--- Recorded data ---

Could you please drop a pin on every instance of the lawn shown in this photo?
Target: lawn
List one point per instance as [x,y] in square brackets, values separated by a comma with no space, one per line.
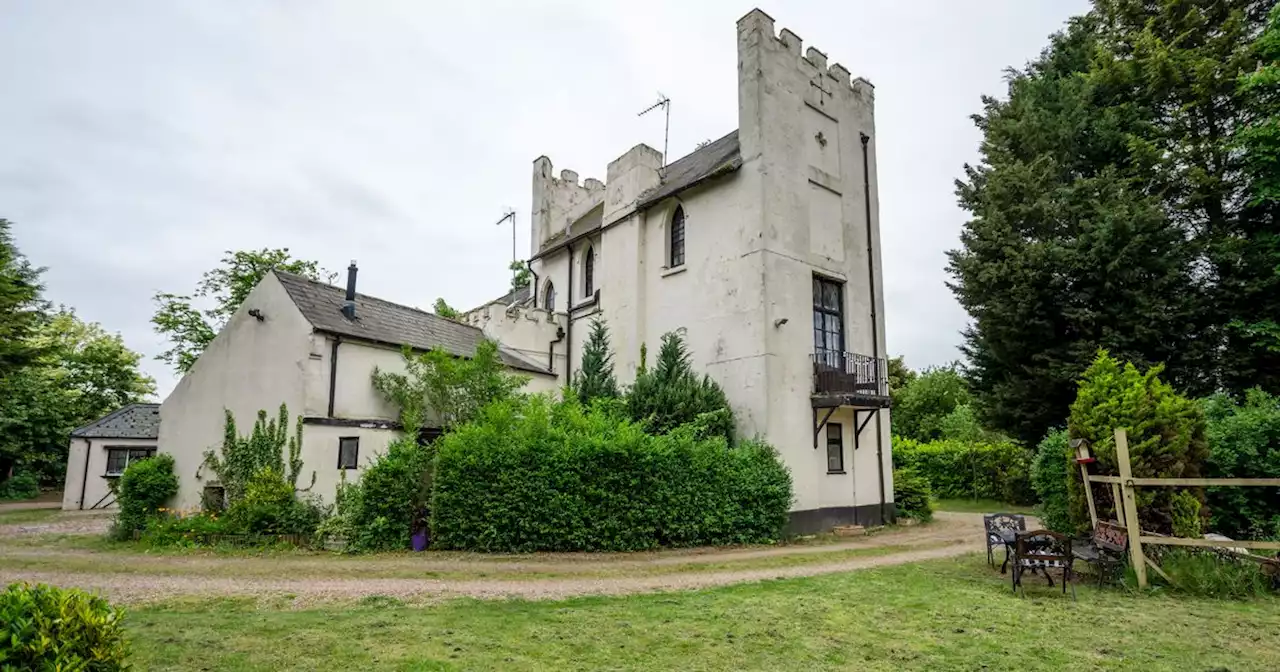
[982,506]
[941,615]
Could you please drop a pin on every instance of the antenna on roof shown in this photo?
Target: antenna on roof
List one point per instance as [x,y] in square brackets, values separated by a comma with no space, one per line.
[664,103]
[511,215]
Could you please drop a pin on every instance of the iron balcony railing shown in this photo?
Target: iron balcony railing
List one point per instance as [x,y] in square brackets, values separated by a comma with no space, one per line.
[849,373]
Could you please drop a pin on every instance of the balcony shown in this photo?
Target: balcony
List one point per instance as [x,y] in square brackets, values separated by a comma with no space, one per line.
[849,379]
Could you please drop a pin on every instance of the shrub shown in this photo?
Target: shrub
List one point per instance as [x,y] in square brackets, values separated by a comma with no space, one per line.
[671,394]
[21,485]
[1165,430]
[958,470]
[144,488]
[538,475]
[391,501]
[912,496]
[1050,472]
[1244,443]
[46,629]
[1214,575]
[270,507]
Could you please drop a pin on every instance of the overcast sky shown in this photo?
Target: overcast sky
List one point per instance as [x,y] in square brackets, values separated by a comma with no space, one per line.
[138,140]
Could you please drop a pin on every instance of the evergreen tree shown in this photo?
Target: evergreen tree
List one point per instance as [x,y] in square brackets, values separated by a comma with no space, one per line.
[594,379]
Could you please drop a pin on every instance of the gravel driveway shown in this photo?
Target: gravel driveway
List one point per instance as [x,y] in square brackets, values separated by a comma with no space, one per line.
[306,580]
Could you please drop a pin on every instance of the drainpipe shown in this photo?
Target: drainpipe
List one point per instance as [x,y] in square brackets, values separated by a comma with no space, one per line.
[333,371]
[871,273]
[568,321]
[88,451]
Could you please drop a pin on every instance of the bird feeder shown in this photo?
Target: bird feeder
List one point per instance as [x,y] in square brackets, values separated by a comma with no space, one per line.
[1082,452]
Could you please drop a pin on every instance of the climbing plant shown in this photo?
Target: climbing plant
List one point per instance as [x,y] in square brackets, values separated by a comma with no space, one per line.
[269,446]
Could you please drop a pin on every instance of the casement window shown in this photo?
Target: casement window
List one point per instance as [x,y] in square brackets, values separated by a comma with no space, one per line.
[828,319]
[348,452]
[835,448]
[118,458]
[589,273]
[549,297]
[677,238]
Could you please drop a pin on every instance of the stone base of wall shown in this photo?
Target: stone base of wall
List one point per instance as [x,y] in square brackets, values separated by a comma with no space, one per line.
[822,520]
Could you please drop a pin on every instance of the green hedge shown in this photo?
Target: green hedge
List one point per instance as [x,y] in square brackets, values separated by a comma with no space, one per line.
[539,475]
[960,470]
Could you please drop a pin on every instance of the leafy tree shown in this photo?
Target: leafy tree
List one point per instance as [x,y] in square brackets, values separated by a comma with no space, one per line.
[444,310]
[899,376]
[595,380]
[449,389]
[21,305]
[81,374]
[1078,237]
[190,329]
[521,275]
[1165,432]
[671,394]
[923,403]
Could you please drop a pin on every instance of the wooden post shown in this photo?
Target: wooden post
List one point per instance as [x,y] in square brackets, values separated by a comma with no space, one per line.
[1130,508]
[1088,494]
[1118,502]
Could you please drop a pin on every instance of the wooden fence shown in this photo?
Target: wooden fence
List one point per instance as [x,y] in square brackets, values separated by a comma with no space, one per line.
[1123,488]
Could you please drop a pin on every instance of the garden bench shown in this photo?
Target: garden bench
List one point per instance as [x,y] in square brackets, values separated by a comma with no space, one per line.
[1043,551]
[1105,549]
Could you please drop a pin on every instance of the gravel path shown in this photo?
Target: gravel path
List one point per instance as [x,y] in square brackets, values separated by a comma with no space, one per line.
[305,580]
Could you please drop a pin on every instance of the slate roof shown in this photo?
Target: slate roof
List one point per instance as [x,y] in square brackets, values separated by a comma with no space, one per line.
[711,160]
[392,324]
[133,421]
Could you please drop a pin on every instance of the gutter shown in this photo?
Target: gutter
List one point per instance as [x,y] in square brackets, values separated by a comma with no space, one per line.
[88,451]
[871,273]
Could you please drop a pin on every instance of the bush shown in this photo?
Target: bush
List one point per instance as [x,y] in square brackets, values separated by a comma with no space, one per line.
[144,488]
[391,501]
[1244,443]
[958,470]
[21,485]
[46,629]
[671,394]
[538,475]
[1214,575]
[1166,437]
[1050,472]
[272,507]
[912,496]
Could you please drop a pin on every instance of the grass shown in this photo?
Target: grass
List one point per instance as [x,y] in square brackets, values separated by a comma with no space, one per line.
[982,506]
[941,615]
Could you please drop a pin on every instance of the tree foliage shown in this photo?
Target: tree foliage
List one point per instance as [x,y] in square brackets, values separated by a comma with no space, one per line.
[448,391]
[1165,433]
[595,379]
[1110,210]
[671,394]
[190,329]
[923,405]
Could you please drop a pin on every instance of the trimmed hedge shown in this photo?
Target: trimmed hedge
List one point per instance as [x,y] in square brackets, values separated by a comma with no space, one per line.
[538,475]
[959,470]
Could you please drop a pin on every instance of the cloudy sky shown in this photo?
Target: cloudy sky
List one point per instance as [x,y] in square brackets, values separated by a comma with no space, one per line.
[138,140]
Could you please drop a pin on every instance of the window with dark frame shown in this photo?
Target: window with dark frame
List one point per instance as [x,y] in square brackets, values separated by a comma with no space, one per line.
[118,458]
[828,320]
[677,238]
[835,448]
[348,452]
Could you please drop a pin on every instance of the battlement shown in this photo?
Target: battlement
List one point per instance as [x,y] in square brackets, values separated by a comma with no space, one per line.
[757,27]
[560,200]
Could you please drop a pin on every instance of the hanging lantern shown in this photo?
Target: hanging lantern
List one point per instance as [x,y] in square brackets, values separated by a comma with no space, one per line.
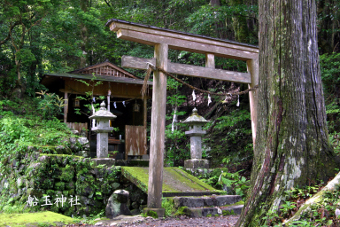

---

(Exercise requirements)
Please count the lines in the data above that contain the string "lawn", treating uppercase and lowercase as different, and give only the number.

(Exercise result)
2